DATA SHOWN:

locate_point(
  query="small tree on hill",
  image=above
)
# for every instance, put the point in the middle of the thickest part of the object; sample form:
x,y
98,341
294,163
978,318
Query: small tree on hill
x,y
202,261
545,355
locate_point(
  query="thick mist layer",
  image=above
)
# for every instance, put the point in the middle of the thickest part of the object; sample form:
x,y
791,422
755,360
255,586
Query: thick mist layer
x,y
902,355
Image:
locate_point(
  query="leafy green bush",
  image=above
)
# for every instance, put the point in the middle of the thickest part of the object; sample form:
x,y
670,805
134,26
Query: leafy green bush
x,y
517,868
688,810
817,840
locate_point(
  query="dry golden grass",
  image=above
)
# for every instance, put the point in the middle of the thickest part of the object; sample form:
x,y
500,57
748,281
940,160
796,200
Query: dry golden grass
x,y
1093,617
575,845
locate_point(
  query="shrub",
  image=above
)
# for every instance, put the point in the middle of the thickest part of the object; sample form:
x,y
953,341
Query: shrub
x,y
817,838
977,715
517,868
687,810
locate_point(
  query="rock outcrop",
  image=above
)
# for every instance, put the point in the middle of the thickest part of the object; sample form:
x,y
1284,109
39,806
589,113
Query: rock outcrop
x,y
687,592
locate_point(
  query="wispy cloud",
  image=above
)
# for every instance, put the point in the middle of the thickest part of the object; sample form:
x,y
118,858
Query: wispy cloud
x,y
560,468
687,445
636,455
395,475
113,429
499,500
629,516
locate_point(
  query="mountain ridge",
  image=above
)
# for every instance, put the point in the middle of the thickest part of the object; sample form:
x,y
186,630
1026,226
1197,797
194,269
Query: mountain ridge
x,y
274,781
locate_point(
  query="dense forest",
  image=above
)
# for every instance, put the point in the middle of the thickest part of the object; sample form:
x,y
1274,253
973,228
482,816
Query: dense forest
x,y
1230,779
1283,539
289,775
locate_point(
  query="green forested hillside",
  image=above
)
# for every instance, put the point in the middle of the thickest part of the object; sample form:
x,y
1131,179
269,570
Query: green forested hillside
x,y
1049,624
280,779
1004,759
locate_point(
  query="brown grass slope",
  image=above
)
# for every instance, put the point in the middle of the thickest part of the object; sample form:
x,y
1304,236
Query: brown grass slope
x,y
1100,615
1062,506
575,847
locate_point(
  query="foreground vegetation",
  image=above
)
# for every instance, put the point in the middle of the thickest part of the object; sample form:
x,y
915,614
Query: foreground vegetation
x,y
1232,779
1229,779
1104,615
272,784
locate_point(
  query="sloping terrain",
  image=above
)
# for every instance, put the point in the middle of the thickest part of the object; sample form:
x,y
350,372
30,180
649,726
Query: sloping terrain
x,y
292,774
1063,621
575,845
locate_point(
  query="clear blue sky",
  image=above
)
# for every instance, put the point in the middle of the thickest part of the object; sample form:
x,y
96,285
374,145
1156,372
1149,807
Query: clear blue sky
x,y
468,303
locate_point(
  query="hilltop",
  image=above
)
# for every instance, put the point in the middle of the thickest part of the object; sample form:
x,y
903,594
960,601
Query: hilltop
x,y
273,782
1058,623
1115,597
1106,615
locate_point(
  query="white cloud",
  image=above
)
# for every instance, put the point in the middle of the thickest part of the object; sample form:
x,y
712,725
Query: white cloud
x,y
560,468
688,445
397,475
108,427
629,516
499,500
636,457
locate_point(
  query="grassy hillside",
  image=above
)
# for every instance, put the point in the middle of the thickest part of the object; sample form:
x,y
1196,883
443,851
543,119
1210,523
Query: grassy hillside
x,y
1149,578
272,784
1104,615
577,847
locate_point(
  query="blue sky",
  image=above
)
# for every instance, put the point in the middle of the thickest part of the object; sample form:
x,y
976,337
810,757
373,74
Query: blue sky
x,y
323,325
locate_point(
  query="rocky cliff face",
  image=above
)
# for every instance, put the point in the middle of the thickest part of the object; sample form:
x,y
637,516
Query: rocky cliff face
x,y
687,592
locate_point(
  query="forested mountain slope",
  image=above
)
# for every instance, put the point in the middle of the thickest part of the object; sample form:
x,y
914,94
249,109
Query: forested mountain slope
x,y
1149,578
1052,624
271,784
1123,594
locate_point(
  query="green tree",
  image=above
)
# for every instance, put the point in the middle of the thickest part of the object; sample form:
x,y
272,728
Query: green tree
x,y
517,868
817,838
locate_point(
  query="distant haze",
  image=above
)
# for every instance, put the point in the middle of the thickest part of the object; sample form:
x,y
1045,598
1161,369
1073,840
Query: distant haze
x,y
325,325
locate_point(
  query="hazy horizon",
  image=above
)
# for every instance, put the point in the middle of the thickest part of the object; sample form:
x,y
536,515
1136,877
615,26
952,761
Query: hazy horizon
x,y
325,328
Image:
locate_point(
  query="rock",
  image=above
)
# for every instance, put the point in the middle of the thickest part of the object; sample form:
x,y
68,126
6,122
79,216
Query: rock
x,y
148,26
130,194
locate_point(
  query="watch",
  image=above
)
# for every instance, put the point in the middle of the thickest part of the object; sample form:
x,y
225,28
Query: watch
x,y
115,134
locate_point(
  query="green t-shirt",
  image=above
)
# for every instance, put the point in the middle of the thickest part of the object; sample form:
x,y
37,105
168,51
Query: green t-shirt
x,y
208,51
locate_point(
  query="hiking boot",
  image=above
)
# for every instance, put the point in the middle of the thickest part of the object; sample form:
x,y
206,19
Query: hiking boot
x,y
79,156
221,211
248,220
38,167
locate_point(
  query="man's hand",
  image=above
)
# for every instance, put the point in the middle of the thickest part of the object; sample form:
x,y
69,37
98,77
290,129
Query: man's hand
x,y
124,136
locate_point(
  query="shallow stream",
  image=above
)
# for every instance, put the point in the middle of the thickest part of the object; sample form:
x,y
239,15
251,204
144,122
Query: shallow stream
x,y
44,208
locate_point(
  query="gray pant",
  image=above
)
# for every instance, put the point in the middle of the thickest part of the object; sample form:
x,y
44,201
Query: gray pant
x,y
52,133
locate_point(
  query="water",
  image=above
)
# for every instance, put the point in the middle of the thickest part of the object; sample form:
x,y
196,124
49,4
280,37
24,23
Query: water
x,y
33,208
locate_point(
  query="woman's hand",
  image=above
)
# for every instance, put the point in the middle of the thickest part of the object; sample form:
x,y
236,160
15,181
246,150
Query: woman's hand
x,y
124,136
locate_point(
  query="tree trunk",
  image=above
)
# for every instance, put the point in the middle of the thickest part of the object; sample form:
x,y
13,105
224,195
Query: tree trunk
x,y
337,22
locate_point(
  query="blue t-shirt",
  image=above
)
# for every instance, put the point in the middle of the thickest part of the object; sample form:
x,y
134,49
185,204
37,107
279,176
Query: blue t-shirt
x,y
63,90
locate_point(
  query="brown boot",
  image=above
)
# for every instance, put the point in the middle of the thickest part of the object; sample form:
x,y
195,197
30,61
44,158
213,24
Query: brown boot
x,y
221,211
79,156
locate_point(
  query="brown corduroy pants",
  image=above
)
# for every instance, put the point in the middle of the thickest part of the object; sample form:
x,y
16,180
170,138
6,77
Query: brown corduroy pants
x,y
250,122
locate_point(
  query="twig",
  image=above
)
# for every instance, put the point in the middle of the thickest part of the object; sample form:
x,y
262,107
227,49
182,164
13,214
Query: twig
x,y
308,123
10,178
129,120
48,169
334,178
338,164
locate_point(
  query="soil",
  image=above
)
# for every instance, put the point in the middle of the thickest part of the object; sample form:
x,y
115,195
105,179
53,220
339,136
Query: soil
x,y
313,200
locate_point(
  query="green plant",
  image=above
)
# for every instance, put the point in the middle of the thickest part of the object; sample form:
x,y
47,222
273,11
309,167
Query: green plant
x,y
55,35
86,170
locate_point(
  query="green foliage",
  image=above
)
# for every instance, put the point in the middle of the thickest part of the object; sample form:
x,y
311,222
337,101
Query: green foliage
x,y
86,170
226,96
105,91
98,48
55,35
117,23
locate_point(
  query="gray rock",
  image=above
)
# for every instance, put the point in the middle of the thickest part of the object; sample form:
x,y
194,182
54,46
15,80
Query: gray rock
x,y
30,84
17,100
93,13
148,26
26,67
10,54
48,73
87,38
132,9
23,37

DIRECTIONS FOR THIS TASK: Can you locate every line in the rows above that contains the string "plant" and copy each one out in full?

FINISHED ANSWER:
  query="green plant",
Query: green plant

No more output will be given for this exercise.